PROMPT A:
Answer these questions about the email thread:
(i) How many seats must each state have in the Senate?
(ii) What do CTE and Duncan use Borda for?
(iii) Who made the point that there is no use complaining that a needed thing is hard?
─── TEXT PROVIDED
[EM] Clarity of principle.

Michael Ossipoff email9648742 at gmail.com
Sun Oct 15 13:07:59 PDT 2023


But I guess that Congress could enact a House so big that even the smallest
state proportionally qualifies for a seat…but that doesn’t really help,
because we still have to have a Senate in which each state has exactly 2
seats.

So, national PR would remain nonsense.

On Sun, Oct 15, 2023 at 12:41 Michael Ossipoff <email9648742 at gmail.com>
wrote:

> Richard—
>
> I must confess that it isn’t entirely clear what you’re talking about.
>
> I didn’t say that the Constitution explicitly bans PR.
>
> I said that it’s requirements would make nonsense of any attempt at PR in
> national government.
>
> As for your Condorcet vs Borda issue, perhaps you aren’t aware that CTE &
> Duncan ( like MinMax(wv) & CW,Approval) are Condorcet methods. They use
> Borda as part of their mechanism to disqualify the buriers’ candidate in
> order to deter burial strategy.
>
> On Sun, Oct 15, 2023 at 09:06 Richard Lung <voting at ukscientists.com>
> wrote:
>
>>
>>  Clarity on principles
>>
>>
>>
>> Dear EM list,
>>
>>
>>
>> If a thing needs doing, there is no point in complaining about it being
>> hard. This was a point made by Winston Churchill.
──────
─── EXTRACTED RECORDS
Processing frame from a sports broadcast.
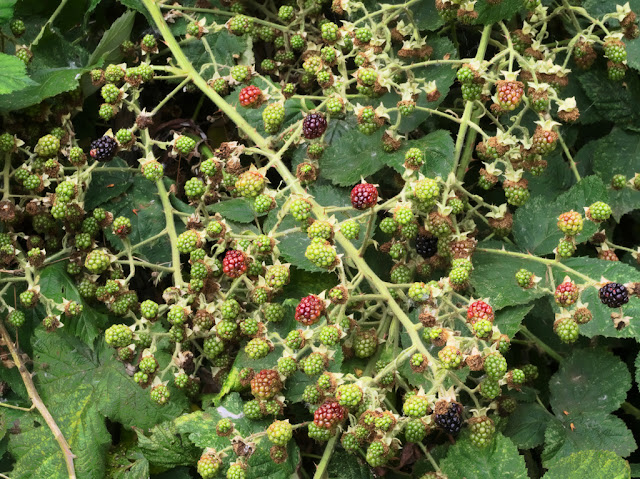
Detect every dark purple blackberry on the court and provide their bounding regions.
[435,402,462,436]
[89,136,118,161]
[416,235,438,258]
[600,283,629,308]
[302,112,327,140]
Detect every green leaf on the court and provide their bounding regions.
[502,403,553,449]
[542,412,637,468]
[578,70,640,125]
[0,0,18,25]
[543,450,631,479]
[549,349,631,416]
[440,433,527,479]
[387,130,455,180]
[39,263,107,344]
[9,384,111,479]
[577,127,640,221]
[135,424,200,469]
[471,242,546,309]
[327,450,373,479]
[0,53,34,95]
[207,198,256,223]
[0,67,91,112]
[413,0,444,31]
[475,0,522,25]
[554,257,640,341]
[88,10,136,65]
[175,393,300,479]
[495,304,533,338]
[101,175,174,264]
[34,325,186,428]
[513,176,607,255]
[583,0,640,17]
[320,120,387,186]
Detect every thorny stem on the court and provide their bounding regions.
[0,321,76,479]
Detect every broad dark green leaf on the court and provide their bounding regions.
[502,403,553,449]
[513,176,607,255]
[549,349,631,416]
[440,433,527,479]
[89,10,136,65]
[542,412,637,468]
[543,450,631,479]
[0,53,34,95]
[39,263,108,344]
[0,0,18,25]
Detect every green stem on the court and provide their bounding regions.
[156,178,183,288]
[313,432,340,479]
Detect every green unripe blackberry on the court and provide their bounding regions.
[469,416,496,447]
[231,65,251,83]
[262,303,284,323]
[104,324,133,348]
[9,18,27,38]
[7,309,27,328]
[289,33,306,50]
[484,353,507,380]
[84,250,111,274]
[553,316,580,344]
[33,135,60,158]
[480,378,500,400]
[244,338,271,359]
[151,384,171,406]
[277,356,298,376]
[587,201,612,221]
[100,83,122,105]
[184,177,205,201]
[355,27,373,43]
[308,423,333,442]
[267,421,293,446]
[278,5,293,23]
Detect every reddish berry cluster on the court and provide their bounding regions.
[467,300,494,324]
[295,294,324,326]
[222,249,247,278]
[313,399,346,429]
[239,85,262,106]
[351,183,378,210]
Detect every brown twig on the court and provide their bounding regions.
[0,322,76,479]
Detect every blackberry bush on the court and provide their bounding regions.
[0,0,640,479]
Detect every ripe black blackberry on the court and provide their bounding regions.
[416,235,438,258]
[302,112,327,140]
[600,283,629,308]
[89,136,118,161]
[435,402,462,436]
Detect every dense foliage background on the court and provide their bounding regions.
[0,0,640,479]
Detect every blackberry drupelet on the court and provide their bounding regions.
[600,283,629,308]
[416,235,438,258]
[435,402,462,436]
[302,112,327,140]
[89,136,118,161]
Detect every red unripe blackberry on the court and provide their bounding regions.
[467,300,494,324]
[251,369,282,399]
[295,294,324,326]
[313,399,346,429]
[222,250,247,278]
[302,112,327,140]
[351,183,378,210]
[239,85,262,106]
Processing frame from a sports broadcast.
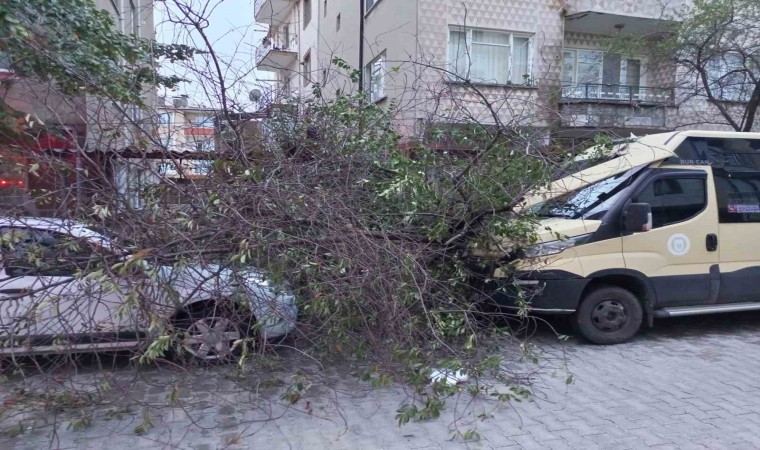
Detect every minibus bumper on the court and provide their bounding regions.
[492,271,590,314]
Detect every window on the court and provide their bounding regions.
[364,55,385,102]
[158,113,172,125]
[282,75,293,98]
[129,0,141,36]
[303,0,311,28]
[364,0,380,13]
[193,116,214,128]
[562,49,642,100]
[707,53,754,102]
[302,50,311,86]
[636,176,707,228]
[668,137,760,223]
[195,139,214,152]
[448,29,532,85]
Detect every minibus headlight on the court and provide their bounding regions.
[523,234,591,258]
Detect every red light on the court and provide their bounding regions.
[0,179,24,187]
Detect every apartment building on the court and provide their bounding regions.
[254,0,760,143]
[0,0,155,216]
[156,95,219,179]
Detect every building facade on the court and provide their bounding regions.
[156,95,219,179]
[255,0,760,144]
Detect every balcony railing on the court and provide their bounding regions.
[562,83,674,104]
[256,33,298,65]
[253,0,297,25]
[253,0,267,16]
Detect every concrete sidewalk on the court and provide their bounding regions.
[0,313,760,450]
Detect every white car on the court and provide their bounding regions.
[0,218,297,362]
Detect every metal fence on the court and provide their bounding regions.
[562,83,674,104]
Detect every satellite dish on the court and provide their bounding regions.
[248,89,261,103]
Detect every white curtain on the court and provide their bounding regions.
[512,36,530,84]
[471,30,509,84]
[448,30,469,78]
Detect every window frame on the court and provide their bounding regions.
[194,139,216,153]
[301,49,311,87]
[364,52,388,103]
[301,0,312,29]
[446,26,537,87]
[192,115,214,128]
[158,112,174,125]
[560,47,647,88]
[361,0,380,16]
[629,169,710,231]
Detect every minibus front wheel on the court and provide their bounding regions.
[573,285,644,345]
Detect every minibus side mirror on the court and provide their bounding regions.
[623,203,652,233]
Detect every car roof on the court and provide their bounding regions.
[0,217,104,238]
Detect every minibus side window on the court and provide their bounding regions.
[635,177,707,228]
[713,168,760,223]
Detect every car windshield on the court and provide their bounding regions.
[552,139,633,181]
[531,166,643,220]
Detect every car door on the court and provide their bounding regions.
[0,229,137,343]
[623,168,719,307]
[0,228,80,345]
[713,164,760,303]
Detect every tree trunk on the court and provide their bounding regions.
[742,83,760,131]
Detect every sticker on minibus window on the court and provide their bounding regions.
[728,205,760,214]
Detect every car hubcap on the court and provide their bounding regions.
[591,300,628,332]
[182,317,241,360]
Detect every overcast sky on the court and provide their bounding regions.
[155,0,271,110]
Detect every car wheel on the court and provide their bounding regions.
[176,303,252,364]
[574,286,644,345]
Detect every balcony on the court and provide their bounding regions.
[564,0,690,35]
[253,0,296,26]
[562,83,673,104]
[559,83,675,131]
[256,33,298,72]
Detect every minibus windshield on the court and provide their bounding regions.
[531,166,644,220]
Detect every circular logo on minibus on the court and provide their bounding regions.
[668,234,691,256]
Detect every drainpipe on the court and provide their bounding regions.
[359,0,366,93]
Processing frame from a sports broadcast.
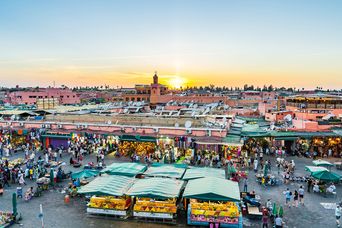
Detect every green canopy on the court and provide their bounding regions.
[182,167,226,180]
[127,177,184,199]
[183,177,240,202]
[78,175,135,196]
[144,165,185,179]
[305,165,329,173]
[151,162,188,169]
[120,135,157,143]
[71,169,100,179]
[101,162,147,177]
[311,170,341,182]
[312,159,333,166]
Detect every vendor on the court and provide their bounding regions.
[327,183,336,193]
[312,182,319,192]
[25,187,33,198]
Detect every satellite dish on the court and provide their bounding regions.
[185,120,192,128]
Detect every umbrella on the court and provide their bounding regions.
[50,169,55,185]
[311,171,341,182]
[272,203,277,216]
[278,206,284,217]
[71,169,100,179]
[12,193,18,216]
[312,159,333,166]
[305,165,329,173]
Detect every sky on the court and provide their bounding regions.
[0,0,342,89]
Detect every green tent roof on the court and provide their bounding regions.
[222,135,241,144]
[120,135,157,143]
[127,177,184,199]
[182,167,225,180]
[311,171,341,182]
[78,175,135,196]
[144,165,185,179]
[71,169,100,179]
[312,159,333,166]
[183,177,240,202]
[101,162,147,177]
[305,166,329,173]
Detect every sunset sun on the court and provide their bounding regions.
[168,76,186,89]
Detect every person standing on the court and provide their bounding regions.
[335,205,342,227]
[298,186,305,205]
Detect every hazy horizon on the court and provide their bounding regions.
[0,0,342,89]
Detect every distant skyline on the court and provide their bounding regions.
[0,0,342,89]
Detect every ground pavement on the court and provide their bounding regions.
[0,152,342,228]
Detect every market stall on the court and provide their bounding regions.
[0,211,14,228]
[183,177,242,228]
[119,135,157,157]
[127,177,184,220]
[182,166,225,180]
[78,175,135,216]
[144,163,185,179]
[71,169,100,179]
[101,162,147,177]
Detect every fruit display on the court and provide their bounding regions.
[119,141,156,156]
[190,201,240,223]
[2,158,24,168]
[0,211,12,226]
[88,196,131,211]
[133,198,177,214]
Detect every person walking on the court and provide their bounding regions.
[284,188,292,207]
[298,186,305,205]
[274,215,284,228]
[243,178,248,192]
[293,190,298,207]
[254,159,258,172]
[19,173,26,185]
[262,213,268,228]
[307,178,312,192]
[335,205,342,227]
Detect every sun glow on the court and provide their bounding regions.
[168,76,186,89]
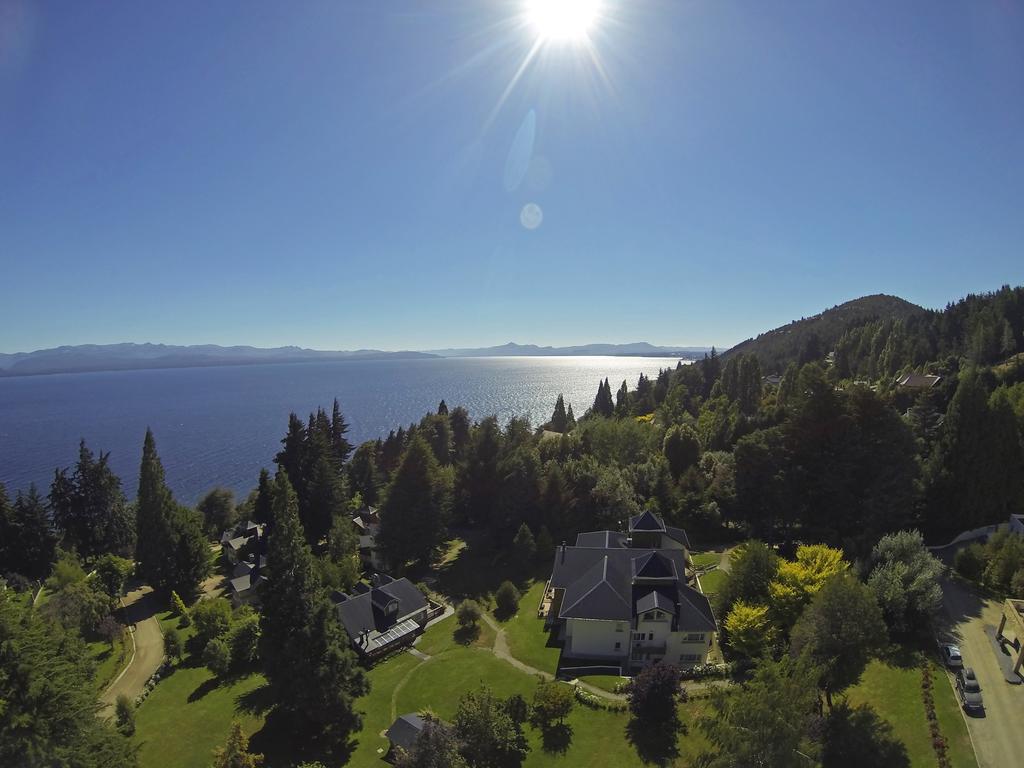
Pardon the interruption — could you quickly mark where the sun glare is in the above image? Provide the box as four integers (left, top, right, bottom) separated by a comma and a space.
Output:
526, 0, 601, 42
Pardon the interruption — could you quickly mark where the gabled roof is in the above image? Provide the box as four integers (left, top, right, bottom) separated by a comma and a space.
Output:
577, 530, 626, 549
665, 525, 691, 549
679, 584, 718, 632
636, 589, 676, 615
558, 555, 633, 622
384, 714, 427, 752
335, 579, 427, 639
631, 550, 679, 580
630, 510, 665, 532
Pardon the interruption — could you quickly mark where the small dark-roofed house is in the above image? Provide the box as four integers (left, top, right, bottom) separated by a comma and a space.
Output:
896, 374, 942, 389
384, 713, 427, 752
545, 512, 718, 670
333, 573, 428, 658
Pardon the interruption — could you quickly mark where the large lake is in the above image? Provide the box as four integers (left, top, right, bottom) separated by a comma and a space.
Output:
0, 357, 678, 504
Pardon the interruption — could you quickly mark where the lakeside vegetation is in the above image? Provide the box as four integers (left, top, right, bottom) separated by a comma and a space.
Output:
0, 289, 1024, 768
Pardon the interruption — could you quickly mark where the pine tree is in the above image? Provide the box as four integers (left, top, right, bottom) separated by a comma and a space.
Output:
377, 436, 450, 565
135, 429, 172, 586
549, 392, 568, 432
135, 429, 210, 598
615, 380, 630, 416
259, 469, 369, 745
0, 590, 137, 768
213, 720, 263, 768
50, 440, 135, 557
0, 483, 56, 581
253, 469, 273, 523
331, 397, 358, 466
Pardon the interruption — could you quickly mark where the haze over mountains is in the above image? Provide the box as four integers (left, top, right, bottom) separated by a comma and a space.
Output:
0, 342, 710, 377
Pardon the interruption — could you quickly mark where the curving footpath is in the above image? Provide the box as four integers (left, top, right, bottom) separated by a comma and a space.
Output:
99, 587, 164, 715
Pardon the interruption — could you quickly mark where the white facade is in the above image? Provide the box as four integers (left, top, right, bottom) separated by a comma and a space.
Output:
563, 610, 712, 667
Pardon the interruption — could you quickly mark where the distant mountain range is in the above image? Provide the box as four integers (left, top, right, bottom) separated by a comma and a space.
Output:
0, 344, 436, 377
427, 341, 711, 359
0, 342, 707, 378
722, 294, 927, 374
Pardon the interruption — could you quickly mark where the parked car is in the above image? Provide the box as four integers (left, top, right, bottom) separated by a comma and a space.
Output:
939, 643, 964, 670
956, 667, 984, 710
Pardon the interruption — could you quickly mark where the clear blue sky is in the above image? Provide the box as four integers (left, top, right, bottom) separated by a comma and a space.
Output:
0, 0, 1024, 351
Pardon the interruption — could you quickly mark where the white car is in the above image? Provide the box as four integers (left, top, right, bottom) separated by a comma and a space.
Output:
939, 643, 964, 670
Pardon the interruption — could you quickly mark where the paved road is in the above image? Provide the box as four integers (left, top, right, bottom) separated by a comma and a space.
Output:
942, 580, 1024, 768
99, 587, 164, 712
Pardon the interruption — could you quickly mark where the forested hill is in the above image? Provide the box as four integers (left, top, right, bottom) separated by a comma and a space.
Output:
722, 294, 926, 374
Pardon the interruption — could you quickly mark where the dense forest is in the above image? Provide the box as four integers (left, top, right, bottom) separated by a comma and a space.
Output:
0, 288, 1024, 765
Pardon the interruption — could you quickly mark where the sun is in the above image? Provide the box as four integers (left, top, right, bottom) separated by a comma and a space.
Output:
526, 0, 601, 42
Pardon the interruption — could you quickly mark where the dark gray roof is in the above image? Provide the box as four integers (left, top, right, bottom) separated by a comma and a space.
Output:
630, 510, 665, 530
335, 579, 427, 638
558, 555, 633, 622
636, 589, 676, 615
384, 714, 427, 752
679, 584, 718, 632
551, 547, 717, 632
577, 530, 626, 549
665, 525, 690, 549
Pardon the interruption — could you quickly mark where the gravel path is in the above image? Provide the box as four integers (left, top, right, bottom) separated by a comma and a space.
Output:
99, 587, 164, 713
──────
PROMPT B: Among the rows, rewrite the stretch from the line containing "Detect every building" through the line containing "[574,286,644,345]", substituting "van" for "minibus" and leaving everything else unchanged.

REPLY A:
(i) Exactly 2.
(ii) To disqualify the buriers' candidate, in order to deter burial strategy.
(iii) Winston Churchill.

REPLY B:
Detect every building facade on the court and provide their bounding regions.
[156,95,219,179]
[255,0,760,144]
Detect every balcony railing on the court and provide their bounding regions.
[562,83,674,104]
[256,33,298,65]
[253,0,297,25]
[253,0,267,16]
Detect every concrete sidewalk on the court and provide their bounding regions.
[0,313,760,450]
Detect every white car on the court and provide their bounding regions.
[0,218,297,362]
Detect every metal fence on the court and provide their bounding regions.
[562,83,674,104]
Detect every satellite dish on the court and provide their bounding regions.
[248,89,261,103]
Detect every white curtain on the court and provide their bounding regions.
[512,36,530,84]
[471,30,509,84]
[448,30,469,78]
Detect every window frame on the court and provide their bounding regions.
[194,139,216,153]
[301,49,311,87]
[364,52,388,103]
[301,0,312,29]
[446,26,537,87]
[192,115,214,128]
[158,112,174,125]
[560,47,647,88]
[361,0,380,16]
[629,169,710,231]
Detect every van front wheel on the court and provide their bounding regions.
[573,285,644,345]
Detect every van side mirror on the court and provide their bounding regions.
[623,203,652,233]
Detect every car roof on the court and provide their bounding regions.
[0,217,104,238]
Detect every van side window on the court and provide their bounding regions.
[635,177,707,228]
[713,168,760,223]
Detect every car windshield on the court and provide their bounding regions.
[552,139,633,181]
[531,166,643,220]
Detect every car door on the court and provide their bounding regions.
[0,229,137,343]
[623,168,719,307]
[0,228,80,345]
[713,164,760,303]
Detect every tree trunk on the court and provide their bounding regions.
[742,83,760,131]
Detect every sticker on van window on the court and provide their bounding regions.
[728,205,760,214]
Detect every car hubcap on the court and provide their bounding regions.
[591,300,628,332]
[182,317,241,360]
Detect every overcast sky on the court and provide their bounding regions.
[155,0,271,110]
Detect every car wheel on the court and provide their bounding regions.
[176,303,252,364]
[574,286,644,345]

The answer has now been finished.